____ Source text
On 5/23/2023 11:22 AM, Dan Cross wrote:
> In article <u4h6lu$2e7an$
1...@dont-email.me>, BGB <
cr8...@gmail.com> wrote:
>> On 5/22/2023 3:10 PM, Dan Cross wrote:
>> [snip]
>>> L2PT's like the EPT and NPT are wins here; even in the nested
>>> VM case, where we have to resort to shadow paging techniques, we
>>> can handle L2 page faults in the top-level hypervisor.
>>>
>>
>> But, if one uses SW TLB, then NPT (as a concept) has no reason to need
>> to exist...
>
> Yes, at great expense.
>
Doesn't seem all that expensive.
In terms of LUTs, a soft TLB uses far less than a page walker.
And, the TLB doesn't need to have a mechanism to send memory requests
and handle memory responses, ...
It uses some Block-RAM's for the TLB, but those aren't too expensive.
In terms of performance, it is generally around 1.5 kilocycle per TLB
miss (*1), but as-is these typically happen roughly 50 or 100 times per
second or so.
On a 50 MHz core, only about 0.2% of the CPU time is going into handling
TLB misses.
Note that a page-fault (saving a memory page to an SD card and loading a
different page) is around 1 megacycle.
*1: Much of this goes into the cost of saving and restoring all the
GPRs, where my ISA has 64x 64-bit GPRs. The per-interrupt cost could be
reduced significantly via register banking, but then one pays a lot more
for registers which are only ever used during interrupt handling.
>>> There's a reason soft-TLBs have basically disappeared. :-)
>>
>> Probably depends some on how the software-managed TLB is implemented.
>
> Not really; the design issues and the impact are both
> well-known. Think through how a nested guest (note, not a
> nested page table, but a recursive instance of a hypervisor)
> would be handled.
>
The emulators for my ISA use SW TLB, and I don't imagine a hypervisor
would be that much different, except that they would likely use TLB ->
TLB remapping, rather than abstracting the whole memory subsystem.
One could also have the guest OS use page-tables FWIW.
I had originally intended to use firmware managed TLB with the OS using
page-tables, but this switched to plain software TLB mostly because I
ran out of space in the 32K Boot ROM (mostly due to things like
boot-time CPU sanity testing, *).
*: Idea being that during boot, the CPU tests many of the core ISA
features to verify they are working as intended (say, to detect things
like if a change to the Verilog broke the ALU or similar, ...).
________
Tasks to carry out:
1) Reproduce a passage from the forum thread on software-managed TLBs without changes: begin at the words "In terms of LUTs, a" and stop after the words "memory responses, ...".
2) According to the forum thread on software-managed TLBs, what share of CPU time goes to handling TLB misses on a 50 MHz core?
____ Recorded information
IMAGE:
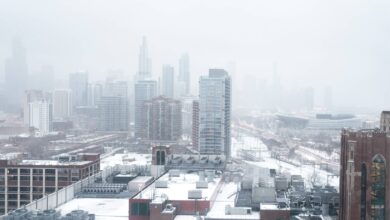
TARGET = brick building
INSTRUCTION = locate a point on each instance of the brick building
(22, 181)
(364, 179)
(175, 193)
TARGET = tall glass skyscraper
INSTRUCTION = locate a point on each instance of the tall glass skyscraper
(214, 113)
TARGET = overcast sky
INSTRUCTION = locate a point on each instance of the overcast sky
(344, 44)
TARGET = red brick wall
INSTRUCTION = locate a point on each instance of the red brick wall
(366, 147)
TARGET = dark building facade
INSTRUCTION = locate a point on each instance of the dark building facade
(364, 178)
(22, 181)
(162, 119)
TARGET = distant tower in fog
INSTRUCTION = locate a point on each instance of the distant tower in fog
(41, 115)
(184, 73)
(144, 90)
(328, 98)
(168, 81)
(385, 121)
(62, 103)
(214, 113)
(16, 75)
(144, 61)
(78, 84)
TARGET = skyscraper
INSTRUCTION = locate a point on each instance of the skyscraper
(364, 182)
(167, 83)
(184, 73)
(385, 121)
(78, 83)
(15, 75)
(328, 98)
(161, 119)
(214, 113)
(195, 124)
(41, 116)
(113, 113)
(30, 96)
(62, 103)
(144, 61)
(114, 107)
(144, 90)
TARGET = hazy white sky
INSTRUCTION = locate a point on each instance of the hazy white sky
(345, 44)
________
____ Recorded information
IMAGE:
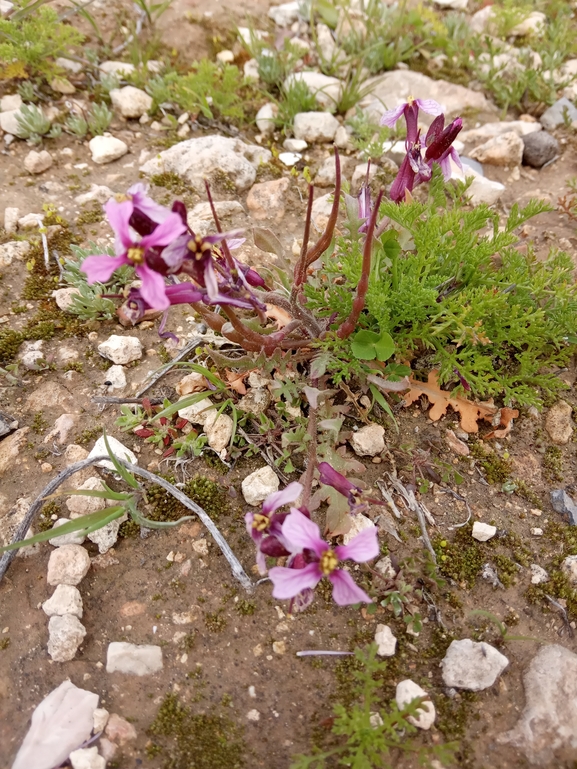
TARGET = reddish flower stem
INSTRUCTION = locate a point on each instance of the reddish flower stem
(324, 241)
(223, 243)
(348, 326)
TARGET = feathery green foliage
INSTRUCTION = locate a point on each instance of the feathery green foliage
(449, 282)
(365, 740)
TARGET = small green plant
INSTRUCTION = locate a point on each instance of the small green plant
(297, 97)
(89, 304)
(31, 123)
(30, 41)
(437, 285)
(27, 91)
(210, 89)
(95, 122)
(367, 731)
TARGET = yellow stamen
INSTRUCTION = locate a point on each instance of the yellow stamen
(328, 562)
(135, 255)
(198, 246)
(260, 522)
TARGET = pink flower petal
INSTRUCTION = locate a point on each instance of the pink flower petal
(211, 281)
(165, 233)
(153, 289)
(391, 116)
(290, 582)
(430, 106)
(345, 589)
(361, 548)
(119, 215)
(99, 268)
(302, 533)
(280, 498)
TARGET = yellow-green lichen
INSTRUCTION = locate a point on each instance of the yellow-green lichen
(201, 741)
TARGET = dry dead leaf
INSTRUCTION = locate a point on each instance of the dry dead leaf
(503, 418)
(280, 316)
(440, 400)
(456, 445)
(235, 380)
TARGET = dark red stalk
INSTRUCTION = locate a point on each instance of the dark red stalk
________
____ Recorded information
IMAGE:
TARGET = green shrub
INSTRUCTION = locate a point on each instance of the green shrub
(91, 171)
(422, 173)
________
Solved problems:
1)
In terms of LUTs, a soft TLB uses far less than a page walker.
And, the TLB doesn't need to have a mechanism to send memory requests
and handle memory responses, ...

2) About 0.2%.